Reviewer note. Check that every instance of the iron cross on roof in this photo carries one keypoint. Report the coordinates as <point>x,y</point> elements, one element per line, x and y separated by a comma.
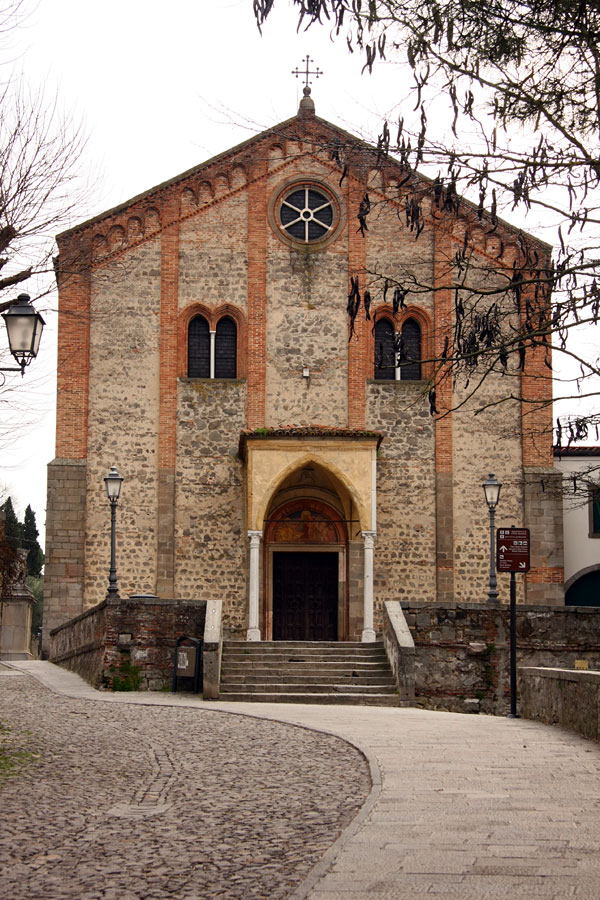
<point>307,71</point>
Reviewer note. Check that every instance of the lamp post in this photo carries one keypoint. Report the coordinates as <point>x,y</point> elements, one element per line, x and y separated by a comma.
<point>113,483</point>
<point>24,327</point>
<point>491,489</point>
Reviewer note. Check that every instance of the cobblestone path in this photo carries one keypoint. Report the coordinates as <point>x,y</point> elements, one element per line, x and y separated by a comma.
<point>118,802</point>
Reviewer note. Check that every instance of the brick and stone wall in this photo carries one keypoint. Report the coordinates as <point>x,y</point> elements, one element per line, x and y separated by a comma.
<point>462,649</point>
<point>208,240</point>
<point>106,640</point>
<point>561,697</point>
<point>210,537</point>
<point>65,542</point>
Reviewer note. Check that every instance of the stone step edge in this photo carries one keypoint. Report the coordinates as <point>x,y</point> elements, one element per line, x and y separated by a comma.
<point>333,699</point>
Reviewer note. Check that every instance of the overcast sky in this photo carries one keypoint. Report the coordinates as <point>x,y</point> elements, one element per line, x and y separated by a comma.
<point>159,88</point>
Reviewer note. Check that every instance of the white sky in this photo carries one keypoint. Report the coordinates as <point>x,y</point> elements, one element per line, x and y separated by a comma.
<point>160,88</point>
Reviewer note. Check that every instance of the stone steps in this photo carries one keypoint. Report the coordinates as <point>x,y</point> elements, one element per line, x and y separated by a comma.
<point>307,672</point>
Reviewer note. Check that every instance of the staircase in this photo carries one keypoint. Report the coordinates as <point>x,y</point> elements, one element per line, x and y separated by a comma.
<point>308,672</point>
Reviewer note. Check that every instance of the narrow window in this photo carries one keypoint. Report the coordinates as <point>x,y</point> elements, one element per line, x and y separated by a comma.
<point>226,348</point>
<point>198,348</point>
<point>595,512</point>
<point>410,351</point>
<point>384,351</point>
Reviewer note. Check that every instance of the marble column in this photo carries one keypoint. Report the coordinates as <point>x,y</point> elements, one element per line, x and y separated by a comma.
<point>253,633</point>
<point>368,634</point>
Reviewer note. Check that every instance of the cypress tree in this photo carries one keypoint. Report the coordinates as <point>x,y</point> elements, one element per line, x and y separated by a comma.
<point>35,554</point>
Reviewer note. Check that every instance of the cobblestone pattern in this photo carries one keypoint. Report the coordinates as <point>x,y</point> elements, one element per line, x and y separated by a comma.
<point>136,803</point>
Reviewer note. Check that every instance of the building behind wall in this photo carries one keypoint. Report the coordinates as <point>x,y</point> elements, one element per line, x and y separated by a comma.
<point>204,350</point>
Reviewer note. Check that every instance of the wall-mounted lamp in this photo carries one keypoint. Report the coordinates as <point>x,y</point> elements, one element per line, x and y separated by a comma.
<point>24,328</point>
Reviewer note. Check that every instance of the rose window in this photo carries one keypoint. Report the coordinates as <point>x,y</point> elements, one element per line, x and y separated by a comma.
<point>306,214</point>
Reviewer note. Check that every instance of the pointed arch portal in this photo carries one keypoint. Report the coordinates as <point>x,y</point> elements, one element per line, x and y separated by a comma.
<point>311,500</point>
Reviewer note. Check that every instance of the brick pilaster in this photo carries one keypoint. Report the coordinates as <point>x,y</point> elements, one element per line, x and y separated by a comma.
<point>257,296</point>
<point>442,306</point>
<point>542,508</point>
<point>167,421</point>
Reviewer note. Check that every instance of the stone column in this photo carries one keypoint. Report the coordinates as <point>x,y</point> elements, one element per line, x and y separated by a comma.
<point>253,633</point>
<point>368,635</point>
<point>213,335</point>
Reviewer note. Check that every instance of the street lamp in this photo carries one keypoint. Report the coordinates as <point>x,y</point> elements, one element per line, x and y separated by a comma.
<point>113,483</point>
<point>24,327</point>
<point>491,489</point>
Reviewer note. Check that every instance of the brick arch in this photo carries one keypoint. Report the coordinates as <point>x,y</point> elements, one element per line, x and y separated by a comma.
<point>212,316</point>
<point>422,318</point>
<point>322,524</point>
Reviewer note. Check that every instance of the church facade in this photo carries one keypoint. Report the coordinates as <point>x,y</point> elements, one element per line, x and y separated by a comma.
<point>273,453</point>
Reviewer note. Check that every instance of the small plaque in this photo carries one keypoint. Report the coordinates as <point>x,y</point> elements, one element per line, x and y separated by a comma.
<point>186,662</point>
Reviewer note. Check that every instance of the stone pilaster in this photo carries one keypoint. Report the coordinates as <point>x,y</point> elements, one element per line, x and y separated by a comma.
<point>65,542</point>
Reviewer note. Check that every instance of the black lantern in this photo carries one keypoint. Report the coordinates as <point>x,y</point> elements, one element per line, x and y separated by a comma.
<point>24,327</point>
<point>113,483</point>
<point>491,489</point>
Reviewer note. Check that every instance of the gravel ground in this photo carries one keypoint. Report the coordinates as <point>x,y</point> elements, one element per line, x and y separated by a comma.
<point>118,802</point>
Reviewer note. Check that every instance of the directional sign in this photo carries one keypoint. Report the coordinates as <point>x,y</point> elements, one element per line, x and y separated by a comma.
<point>512,549</point>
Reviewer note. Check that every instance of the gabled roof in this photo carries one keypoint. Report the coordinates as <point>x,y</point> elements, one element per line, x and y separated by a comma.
<point>305,120</point>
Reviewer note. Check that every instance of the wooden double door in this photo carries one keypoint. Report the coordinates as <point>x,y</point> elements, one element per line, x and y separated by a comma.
<point>305,596</point>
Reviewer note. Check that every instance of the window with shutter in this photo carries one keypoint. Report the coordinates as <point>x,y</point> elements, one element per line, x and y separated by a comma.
<point>384,351</point>
<point>198,348</point>
<point>226,348</point>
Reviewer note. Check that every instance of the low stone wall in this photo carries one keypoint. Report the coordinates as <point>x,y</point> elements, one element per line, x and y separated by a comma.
<point>561,697</point>
<point>128,644</point>
<point>462,649</point>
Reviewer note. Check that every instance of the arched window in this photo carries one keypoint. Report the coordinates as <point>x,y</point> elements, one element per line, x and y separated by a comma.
<point>212,354</point>
<point>396,357</point>
<point>226,348</point>
<point>198,348</point>
<point>384,351</point>
<point>410,351</point>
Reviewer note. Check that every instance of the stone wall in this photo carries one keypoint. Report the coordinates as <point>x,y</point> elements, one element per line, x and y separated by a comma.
<point>210,533</point>
<point>561,697</point>
<point>105,641</point>
<point>306,322</point>
<point>462,649</point>
<point>123,420</point>
<point>65,542</point>
<point>405,546</point>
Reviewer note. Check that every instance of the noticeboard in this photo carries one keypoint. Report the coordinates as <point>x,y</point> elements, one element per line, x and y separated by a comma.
<point>512,549</point>
<point>186,662</point>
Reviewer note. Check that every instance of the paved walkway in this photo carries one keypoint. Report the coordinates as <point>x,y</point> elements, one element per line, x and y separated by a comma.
<point>461,806</point>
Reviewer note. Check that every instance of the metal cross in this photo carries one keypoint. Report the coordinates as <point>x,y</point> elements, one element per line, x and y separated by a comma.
<point>307,71</point>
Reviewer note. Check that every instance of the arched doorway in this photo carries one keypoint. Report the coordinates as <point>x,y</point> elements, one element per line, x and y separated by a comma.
<point>306,543</point>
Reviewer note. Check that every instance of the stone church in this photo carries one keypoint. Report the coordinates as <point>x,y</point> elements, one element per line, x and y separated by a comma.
<point>270,455</point>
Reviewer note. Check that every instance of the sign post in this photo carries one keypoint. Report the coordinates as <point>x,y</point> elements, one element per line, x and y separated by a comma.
<point>512,552</point>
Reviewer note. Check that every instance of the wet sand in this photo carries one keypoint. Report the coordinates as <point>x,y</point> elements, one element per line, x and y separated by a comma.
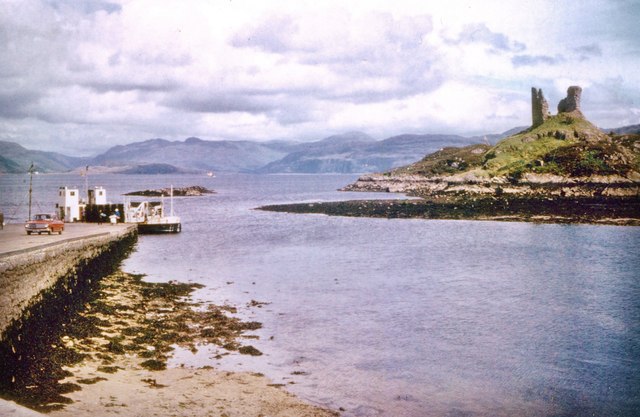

Problem to solve
Reproduce every item above word for word, leaving out the pictures.

Task solution
Reviewer note. Check that every instance of the iron cross on roof in this photo carries one keypoint. Report the coordinates as <point>x,y</point> elements, one element per line, x and y separated by a comma.
<point>307,71</point>
Reviewer note. Check that every instance of the lamp post in this photo carries one keypoint. Report the coordinates as <point>x,y</point> elements, one element per line, x and y separated by a comma.
<point>113,483</point>
<point>24,327</point>
<point>491,489</point>
Reviewer note. Check that every instance of the cobblestone path in this photo carries one keypoint. Report the coordinates as <point>x,y</point> elements, one element per line, x and y separated by a comma.
<point>118,802</point>
Reviewer note. Check that every instance of the brick and stone wall in this photo carries one keypoint. Report the coordinates as <point>x,y</point> elements, one element per line, x and y separated by a comma.
<point>462,649</point>
<point>208,240</point>
<point>106,640</point>
<point>561,697</point>
<point>210,537</point>
<point>65,542</point>
Reviewer note. Check that every instance of the stone step edge in this photo carries one keypoint. Report the coordinates as <point>x,y</point> elements, one element per line, x and y separated by a comma.
<point>333,699</point>
Reviewer note. Check that every instance of the overcast sky in this photo carries one keypoint. Report the coordinates as <point>x,y</point> elements, one element per line, x and y separated by a comma.
<point>159,88</point>
Reviewer note. Check that every instance of the white sky in this photo carries one keypoint. Report the coordinates as <point>x,y</point> elements, one element per line, x and y separated by a comma.
<point>160,88</point>
Reviewer note. Check that every instance of the stone steps in this photo carries one keypoint. Report the coordinates as <point>x,y</point> elements, one element per line, x and y separated by a comma.
<point>307,672</point>
Reviewer note. Check that every instance of the staircase in this photo carries one keypoint. Report the coordinates as <point>x,y</point> elements, one element per line, x and y separated by a comma.
<point>308,672</point>
Reviewer note. Check that every instance of the narrow window in this photo carries one keypoint. Report the coordinates as <point>x,y</point> elements, one element per line, x and y separated by a comma.
<point>226,348</point>
<point>198,348</point>
<point>595,512</point>
<point>410,351</point>
<point>384,351</point>
Reviewer note. Check that every instance of the marble column in this photo carries one keypoint. Report the coordinates as <point>x,y</point> elements, one element per line, x and y separated by a comma.
<point>253,633</point>
<point>368,634</point>
Reviewer note. Check that every instance of the cypress tree in this photo carries one keypoint. Report the coordinates as <point>x,y</point> elements, one element per line, x and y separated by a comma.
<point>35,554</point>
Reviewer note. Check that every instance of the cobblestone pattern in this photo carries one keypoint. Report the coordinates as <point>x,y</point> elements, one element per line, x and y separated by a comma.
<point>136,803</point>
Reviewer note. Check that every instance of the building behind wall in this photo carries one keypoint. Report the coordinates as <point>x,y</point> elements, one element per line, x and y separated by a comma.
<point>204,350</point>
Reviewer note. Check that every instance of the wall-mounted lamp in this photo carries one keypoint. Report the coordinates as <point>x,y</point> elements, one element per line, x and y separated by a comma.
<point>24,328</point>
Reviewer note. Check that every instance of the rose window in this photo carries one keypoint. Report the coordinates as <point>x,y</point> elements, one element per line, x and y separated by a comma.
<point>306,214</point>
Reviewer note. Check that every instance of the pointed arch portal in this photo carries one keypoint. Report the coordinates as <point>x,y</point> elements, one element per line, x and y separated by a comma.
<point>311,500</point>
Reviewer note. Check that every instance of the brick pilaster in this photo carries one keypoint. Report the coordinates as <point>x,y</point> elements, one element per line, x and y separated by a comma.
<point>257,296</point>
<point>442,306</point>
<point>542,508</point>
<point>167,421</point>
Reviewer note. Check that every instance of the stone column in this photo carries one keypoint. Report the coordinates as <point>x,y</point> elements, one element per line, x and y separated by a comma.
<point>253,633</point>
<point>368,635</point>
<point>213,335</point>
Reviewer note. Check that every instance of the street lamp in this photo carries one keypoint. Report the coordinates as <point>x,y</point> elements, one element per line, x and y separated by a comma.
<point>113,483</point>
<point>24,327</point>
<point>491,489</point>
Reviewer note. Check that every instance of the brick arch in this photo carries one keypoint. Report the coordinates as <point>x,y</point> elements, one element per line, x and y separated by a comma.
<point>212,316</point>
<point>422,318</point>
<point>322,524</point>
Reviewer note. Check that every instance of the church facade in this photo carries one keypoint. Report the coordinates as <point>x,y</point> elements, one element per line, x and y separated by a comma.
<point>273,453</point>
Reviewer note. Check that every instance of the small plaque in this photo carries one keypoint. Report the coordinates as <point>x,y</point> elements, one element per line, x and y separated by a comma.
<point>186,662</point>
Reviewer note. Check that every instance of the stone pilaster in this photo carries one keypoint. Report the coordinates as <point>x,y</point> elements, one element per line, x and y separated by a comma.
<point>65,542</point>
Reviewer note. Check that every instance of the black lantern in this photo carries one keypoint. Report the coordinates as <point>x,y</point> elements, one element per line, x and y separated by a comma.
<point>24,327</point>
<point>113,483</point>
<point>491,489</point>
Reviewer note. Check that every instance of the gravel ground in this photo carries one keypoint. Report the coordinates as <point>x,y</point> elements, one element per line, x and y separated by a comma.
<point>118,802</point>
Reviewer note. Check that every instance of the directional sign in this photo carries one keypoint. Report the coordinates as <point>x,y</point> elements, one element per line, x and y separated by a comma.
<point>512,549</point>
Reviewer note. Check that every instance of the gabled roof in this photo carries one keypoint. Report the coordinates as <point>x,y</point> elements, one element per line, x and y separated by a comma.
<point>305,120</point>
Reviewer note. Check that every instance of the wooden double door in this photo carries one keypoint. Report the coordinates as <point>x,y</point> elements, one element per line, x and y separated by a comma.
<point>305,596</point>
Reviewer note. Check that every instance of the window with shutter in this photo carries one keypoint. Report the coordinates as <point>x,y</point> elements, one element per line, x and y separated by a comma.
<point>384,351</point>
<point>198,348</point>
<point>226,348</point>
Reviewer note. Check that every instance of the low stone wall in this photo carries one keypoint. Report the coordinates as <point>x,y</point> elements, one element per line, x and y separated by a comma.
<point>561,697</point>
<point>128,644</point>
<point>462,649</point>
Reviewer note. Check that every instance of the arched window in this photo carries one keypoint. Report the coordinates as <point>x,y</point> elements, one element per line, x and y separated by a comma.
<point>212,354</point>
<point>396,357</point>
<point>226,348</point>
<point>198,348</point>
<point>384,351</point>
<point>410,351</point>
Reviewer note. Check that every instance of the stone wall in this photo carries one keypoint. Report the coordinates as <point>x,y</point> elements, one element per line, x and y separated by a comma.
<point>210,533</point>
<point>561,697</point>
<point>105,641</point>
<point>306,322</point>
<point>462,649</point>
<point>123,420</point>
<point>65,542</point>
<point>405,546</point>
Reviewer note. Check that every instance of the noticeboard in this photo carries one keypoint. Report the coordinates as <point>x,y</point> elements, one element per line, x and y separated by a comma.
<point>512,549</point>
<point>186,662</point>
Reviewer note. Check that every instance of the paved walkway in this photo carries one keypoint. Report the coordinates as <point>x,y</point> elements, one element per line, x and y separated by a comma.
<point>461,806</point>
Reviewer note. Check that every instance of the metal cross in this photo carries one keypoint. Report the coordinates as <point>x,y</point> elements, one element per line, x and y separated by a comma.
<point>307,71</point>
Reviewer note. Check that every instance of the arched doorway in this photo carries one keypoint. Report the coordinates as <point>x,y</point> elements, one element per line, x and y separated by a comma.
<point>306,543</point>
Reviewer note. Check that every instance of the stone church in this photo carries one keypoint. Report the coordinates as <point>x,y</point> elements, one element per line, x and y separated by a comma.
<point>270,455</point>
Reviewer note. Check that every instance of the sign post in this photo carries one keypoint. Report the coordinates as <point>x,y</point> elements, one element per line, x and y separated by a comma.
<point>512,552</point>
Reviewer note. Check that every instance of the wet sand in this photo carries one keypoint. Report the coordinates as <point>x,y</point> elements, one element per line, x and y separated by a comma.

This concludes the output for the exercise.